╭─ Extracted data
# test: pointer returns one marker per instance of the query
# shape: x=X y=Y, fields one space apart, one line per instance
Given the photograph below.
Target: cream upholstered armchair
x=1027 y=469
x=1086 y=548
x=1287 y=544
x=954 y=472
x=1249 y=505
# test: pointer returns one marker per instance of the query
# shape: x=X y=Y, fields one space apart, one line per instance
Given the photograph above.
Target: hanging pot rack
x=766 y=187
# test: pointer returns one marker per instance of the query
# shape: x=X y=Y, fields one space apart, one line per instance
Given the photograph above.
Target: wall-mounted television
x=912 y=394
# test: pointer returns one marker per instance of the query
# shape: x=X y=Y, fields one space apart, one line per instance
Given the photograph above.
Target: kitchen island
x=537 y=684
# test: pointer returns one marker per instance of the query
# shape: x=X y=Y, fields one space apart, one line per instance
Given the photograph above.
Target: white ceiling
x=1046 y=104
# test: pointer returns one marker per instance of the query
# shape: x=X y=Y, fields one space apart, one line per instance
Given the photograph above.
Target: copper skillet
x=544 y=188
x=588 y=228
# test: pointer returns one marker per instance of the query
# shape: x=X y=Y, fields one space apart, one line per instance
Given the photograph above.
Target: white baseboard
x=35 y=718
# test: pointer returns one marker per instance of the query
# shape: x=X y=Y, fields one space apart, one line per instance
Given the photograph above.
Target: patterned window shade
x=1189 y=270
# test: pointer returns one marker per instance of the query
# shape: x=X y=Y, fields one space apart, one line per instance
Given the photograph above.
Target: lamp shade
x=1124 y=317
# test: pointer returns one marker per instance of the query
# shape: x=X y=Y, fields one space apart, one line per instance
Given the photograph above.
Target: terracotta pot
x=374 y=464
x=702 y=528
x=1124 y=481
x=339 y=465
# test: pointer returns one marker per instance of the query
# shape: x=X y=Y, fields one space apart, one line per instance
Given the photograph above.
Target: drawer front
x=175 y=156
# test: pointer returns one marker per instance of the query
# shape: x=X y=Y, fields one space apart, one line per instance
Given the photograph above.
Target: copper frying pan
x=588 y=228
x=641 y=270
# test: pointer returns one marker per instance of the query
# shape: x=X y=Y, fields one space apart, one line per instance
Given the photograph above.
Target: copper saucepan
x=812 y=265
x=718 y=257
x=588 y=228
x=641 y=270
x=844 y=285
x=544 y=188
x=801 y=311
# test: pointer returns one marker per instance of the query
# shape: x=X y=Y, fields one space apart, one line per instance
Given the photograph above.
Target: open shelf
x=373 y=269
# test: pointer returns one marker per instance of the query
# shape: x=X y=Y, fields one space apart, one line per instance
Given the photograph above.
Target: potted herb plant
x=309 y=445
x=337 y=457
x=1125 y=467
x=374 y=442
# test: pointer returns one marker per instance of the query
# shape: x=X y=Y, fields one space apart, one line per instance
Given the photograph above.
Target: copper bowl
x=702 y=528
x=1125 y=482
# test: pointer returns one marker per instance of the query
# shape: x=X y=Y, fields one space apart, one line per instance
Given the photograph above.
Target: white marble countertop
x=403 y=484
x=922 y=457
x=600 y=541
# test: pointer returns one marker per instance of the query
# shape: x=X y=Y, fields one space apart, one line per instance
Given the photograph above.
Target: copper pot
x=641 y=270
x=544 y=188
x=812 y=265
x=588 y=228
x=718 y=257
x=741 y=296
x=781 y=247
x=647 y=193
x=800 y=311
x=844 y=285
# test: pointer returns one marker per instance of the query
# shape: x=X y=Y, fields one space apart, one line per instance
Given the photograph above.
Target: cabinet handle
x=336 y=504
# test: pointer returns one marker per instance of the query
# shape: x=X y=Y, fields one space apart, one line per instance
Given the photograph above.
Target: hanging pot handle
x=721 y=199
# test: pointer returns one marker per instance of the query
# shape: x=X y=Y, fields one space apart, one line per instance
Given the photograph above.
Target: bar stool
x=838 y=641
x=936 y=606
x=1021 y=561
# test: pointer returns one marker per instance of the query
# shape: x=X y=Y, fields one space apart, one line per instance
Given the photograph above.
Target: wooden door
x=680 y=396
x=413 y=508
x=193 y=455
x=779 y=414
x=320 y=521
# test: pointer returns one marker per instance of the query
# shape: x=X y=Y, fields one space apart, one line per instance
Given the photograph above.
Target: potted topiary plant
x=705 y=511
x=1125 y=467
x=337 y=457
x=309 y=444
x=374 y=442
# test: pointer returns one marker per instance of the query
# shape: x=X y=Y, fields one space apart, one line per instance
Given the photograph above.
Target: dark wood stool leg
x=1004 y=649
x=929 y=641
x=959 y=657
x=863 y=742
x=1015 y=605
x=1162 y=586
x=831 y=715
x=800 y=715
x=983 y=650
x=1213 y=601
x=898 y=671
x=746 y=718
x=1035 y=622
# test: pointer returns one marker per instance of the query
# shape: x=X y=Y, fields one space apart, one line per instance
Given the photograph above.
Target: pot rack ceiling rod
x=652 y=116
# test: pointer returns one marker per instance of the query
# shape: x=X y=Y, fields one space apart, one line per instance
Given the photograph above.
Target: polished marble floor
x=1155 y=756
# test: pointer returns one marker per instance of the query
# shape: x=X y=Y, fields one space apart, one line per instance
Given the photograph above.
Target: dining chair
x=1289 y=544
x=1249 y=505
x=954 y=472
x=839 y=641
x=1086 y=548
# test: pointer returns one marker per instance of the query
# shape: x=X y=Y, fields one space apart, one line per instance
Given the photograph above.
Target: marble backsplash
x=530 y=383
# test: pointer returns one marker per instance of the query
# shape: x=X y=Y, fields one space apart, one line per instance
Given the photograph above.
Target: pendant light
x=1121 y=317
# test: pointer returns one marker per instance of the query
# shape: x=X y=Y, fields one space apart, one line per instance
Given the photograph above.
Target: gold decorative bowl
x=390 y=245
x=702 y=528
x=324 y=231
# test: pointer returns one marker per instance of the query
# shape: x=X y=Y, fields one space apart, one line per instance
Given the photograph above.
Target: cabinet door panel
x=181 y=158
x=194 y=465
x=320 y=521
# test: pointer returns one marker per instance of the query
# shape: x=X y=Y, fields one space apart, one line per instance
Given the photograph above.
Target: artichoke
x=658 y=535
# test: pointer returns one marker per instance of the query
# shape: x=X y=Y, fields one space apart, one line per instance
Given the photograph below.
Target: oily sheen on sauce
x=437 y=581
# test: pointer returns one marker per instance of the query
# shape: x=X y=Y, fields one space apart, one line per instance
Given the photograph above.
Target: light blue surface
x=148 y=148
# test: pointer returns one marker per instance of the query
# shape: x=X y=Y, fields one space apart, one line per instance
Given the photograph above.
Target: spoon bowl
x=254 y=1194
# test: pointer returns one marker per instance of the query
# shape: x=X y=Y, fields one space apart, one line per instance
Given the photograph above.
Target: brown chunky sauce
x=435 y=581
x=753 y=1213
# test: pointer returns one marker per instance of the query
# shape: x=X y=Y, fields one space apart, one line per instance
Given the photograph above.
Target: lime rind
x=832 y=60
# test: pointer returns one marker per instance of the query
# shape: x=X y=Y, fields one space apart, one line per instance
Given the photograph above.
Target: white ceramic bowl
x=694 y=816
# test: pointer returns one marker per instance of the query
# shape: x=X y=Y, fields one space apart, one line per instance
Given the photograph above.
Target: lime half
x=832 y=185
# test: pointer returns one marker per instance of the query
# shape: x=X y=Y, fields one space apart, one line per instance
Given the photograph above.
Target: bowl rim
╰─
* [Aim of the exercise]
Convert every one of the items above into a numbered list, leaving out any blank lines.

* [Response below]
1. # test: pointer returns one marker per instance of the query
2. # shape: x=X y=Y, fields one space apart, one line per instance
3. Given the photograph below.
4. Target: cream upholstered armchair
5. x=1027 y=469
6. x=1086 y=548
7. x=1287 y=544
8. x=954 y=472
9. x=1249 y=505
10. # test: pointer returns one marker per instance of the query
11. # shape: x=X y=Y, fields one space apart, one line per instance
12. Given the photograph above.
13. Target: hanging pot rack
14. x=766 y=187
15. # test: pointer returns one marker per instance of the query
16. # shape: x=X y=Y, fields one space apart, one line per instance
17. Given the photograph above.
18. Target: wall-mounted television
19. x=912 y=394
20. # test: pointer returns one marker per instance of the query
21. # shape: x=X y=Y, fields one space apart, one line per instance
22. Given the photograph above.
23. Target: kitchen island
24. x=537 y=684
25. # test: pointer returns one marker per instance of the query
26. # shape: x=X y=Y, fields one space apart, one line per instance
27. Given the photograph above.
28. Target: white ceiling
29. x=1046 y=104
30. # test: pointer returns one marker per instance of the query
31. # shape: x=X y=Y, fields one space apart, one line per instance
32. Given the photograph above.
33. Target: copper skillet
34. x=544 y=188
35. x=588 y=228
36. # test: pointer returns one marker per instance of the query
37. # shape: x=X y=Y, fields one space apart, one line per instance
38. Given the photograph above.
39. Target: white baseboard
40. x=35 y=718
41. # test: pointer returns one marker per instance of the query
42. # shape: x=X y=Y, fields one space apart, one line per instance
43. Given the photograph above.
44. Target: patterned window shade
45. x=1189 y=270
46. # test: pointer returns one marker per instance of the query
47. # shape: x=X y=Y, fields one space apart, one line per instance
48. Given the photograph above.
49. Target: lamp shade
50. x=1124 y=317
51. # test: pointer returns one marker per instance of the query
52. # shape: x=X y=Y, fields one space apart, one line per instance
53. Given the photograph above.
54. Target: terracotta pot
55. x=374 y=464
56. x=702 y=528
57. x=1124 y=481
58. x=339 y=465
59. # test: pointer returns one marker per instance of the query
60. # shape: x=X y=Y, fields one space apart, one line per instance
61. Given the photograph above.
62. Target: drawer front
63. x=175 y=156
64. # test: pointer returns one marker per instance of the query
65. # shape: x=X y=Y, fields one space apart, one line per instance
66. Given the photograph above.
67. Target: copper frying pan
68. x=588 y=228
69. x=641 y=270
70. # test: pointer returns one marker per instance of the query
71. # shape: x=X y=Y, fields one space apart, one line per instance
72. Given the photograph above.
73. Target: copper saucepan
74. x=812 y=265
75. x=718 y=257
76. x=588 y=228
77. x=641 y=270
78. x=844 y=285
79. x=544 y=188
80. x=801 y=311
81. # test: pointer returns one marker per instance of the query
82. # shape: x=X y=Y, fields one space apart, one line per instance
83. Given the photograph above.
84. Target: open shelf
85. x=373 y=269
86. # test: pointer returns one marker per instance of the query
87. # shape: x=X y=Y, fields one space apart, one line per instance
88. Given the photograph above.
89. Target: potted herb plant
90. x=309 y=445
91. x=337 y=457
92. x=1125 y=467
93. x=374 y=442
94. # test: pointer returns one marker per instance of the query
95. # shape: x=X y=Y, fields one space apart, one line per instance
96. Given the photograph above.
97. Target: copper bowl
98. x=702 y=528
99. x=1125 y=482
100. # test: pointer returns one marker per instance of the query
101. # shape: x=X y=Y, fields one space apart, one line per instance
102. Given the photograph above.
103. Target: white marble countertop
104. x=403 y=484
105. x=922 y=457
106. x=600 y=541
107. # test: pointer returns one marker per instance of the query
108. # shape: x=X y=Y, fields one space apart, one line per instance
109. Given the photograph above.
110. Target: copper pot
111. x=641 y=270
112. x=544 y=188
113. x=812 y=265
114. x=588 y=228
115. x=718 y=257
116. x=741 y=296
117. x=781 y=247
118. x=647 y=193
119. x=800 y=311
120. x=844 y=285
121. # test: pointer returns one marker per instance of the query
122. # shape: x=X y=Y, fields one space apart, one line per instance
123. Given the photograph above.
124. Target: cabinet handle
125. x=336 y=504
126. # test: pointer returns one marker per instance of the query
127. # shape: x=X y=Y, fields one space apart, one line per instance
128. Given the photograph above.
129. Target: hanging pot handle
130. x=721 y=199
131. # test: pointer returns one marker per instance of the query
132. # shape: x=X y=Y, fields one space apart, one line per instance
133. Given the photograph above.
134. Target: bar stool
135. x=838 y=641
136. x=936 y=606
137. x=1021 y=561
138. # test: pointer returns one marker per instance of the query
139. # shape: x=X y=Y, fields one space apart, one line per instance
140. Given the photograph above.
141. Target: wooden door
142. x=680 y=396
143. x=413 y=508
144. x=193 y=455
145. x=779 y=414
146. x=320 y=521
147. # test: pointer returns one marker per instance of the query
148. # shape: x=X y=Y, fields one space apart, one line per instance
149. Given the photograph above.
150. Target: potted topiary plant
151. x=705 y=511
152. x=1125 y=467
153. x=337 y=457
154. x=309 y=444
155. x=374 y=442
156. # test: pointer returns one marker per instance of the query
157. # shape: x=X y=Y, fields one space apart, one line per instance
158. Given the photograph above.
159. Target: dark wood stool leg
160. x=1004 y=649
161. x=929 y=641
162. x=959 y=657
163. x=863 y=742
164. x=1015 y=605
165. x=1162 y=586
166. x=831 y=715
167. x=800 y=715
168. x=983 y=650
169. x=1213 y=601
170. x=898 y=671
171. x=746 y=718
172. x=1035 y=622
173. # test: pointer returns one marker per instance of the query
174. # shape: x=X y=Y, fields one space apart, one line per instance
175. Given the photograph above.
176. Target: pot rack ceiling rod
177. x=652 y=116
178. # test: pointer returns one marker per instance of the query
179. # shape: x=X y=Y, fields one space apart, one line per instance
180. Given the photograph above.
181. Target: polished marble floor
182. x=1155 y=756
183. # test: pointer returns one marker per instance of the query
184. # shape: x=X y=Y, fields one space apart, one line per instance
185. Given the photograph above.
186. Target: dining chair
187. x=1289 y=544
188. x=1249 y=505
189. x=954 y=472
190. x=839 y=641
191. x=1086 y=548
192. # test: pointer returns one marker per instance of the query
193. # shape: x=X y=Y, fields one space apart, one line per instance
194. Given the photograph above.
195. Target: marble backsplash
196. x=530 y=383
197. # test: pointer returns one marker per instance of the query
198. # shape: x=X y=Y, fields one space apart, one line per instance
199. Given the photograph above.
200. Target: pendant light
201. x=1121 y=317
202. # test: pointer returns one marker per instance of the query
203. # shape: x=X y=Y, fields one space apart, one line per instance
204. Given the photograph above.
205. Target: gold decorative bowl
206. x=390 y=245
207. x=702 y=528
208. x=324 y=231
209. # test: pointer returns one marker per instance of the query
210. # shape: x=X y=Y, fields one space apart, one line per instance
211. Given the photograph above.
212. Target: cabinet door panel
213. x=181 y=158
214. x=194 y=465
215. x=320 y=521
216. # test: pointer returns one marker per instance of the query
217. # shape: x=X y=Y, fields one space apart, one line per instance
218. Given the photograph above.
219. Target: artichoke
220. x=658 y=535
221. # test: pointer returns one marker per instance of the query
222. # shape: x=X y=Y, fields one space apart, one line per instance
223. Given the photograph below.
224. Target: oily sheen on sauce
225. x=437 y=581
226. # test: pointer returns one marker per instance of the query
227. # shape: x=X y=Y, fields one space apart, one line per instance
228. Given the photograph above.
229. Target: light blue surface
230. x=148 y=148
231. # test: pointer returns one marker per instance of the query
232. # shape: x=X y=Y, fields one space apart, one line per instance
233. Given the photograph above.
234. Target: spoon bowl
235. x=254 y=1194
236. # test: pointer returns one marker per instance of the query
237. # shape: x=X y=Y, fields one space apart, one line per instance
238. Given the photograph above.
239. Target: brown chunky sauce
240. x=435 y=581
241. x=753 y=1213
242. # test: pointer returns one marker per instance of the query
243. # shape: x=X y=Y, fields one space apart, one line per instance
244. Given the photograph above.
245. Target: lime rind
246. x=832 y=60
247. # test: pointer returns one marker per instance of the query
248. # shape: x=X y=Y, fields one space apart, one line per instance
249. Given the photograph above.
250. Target: white ceramic bowl
251. x=694 y=816
252. # test: pointer returns one marker per instance of the query
253. # shape: x=X y=Y, fields one space apart, one line per instance
254. Given the photograph above.
255. Target: lime half
256. x=832 y=185
257. # test: pointer returns one marker per instance of the query
258. # shape: x=X y=Y, fields one space apart, one line per instance
259. Given the photograph above.
260. Target: bowl rim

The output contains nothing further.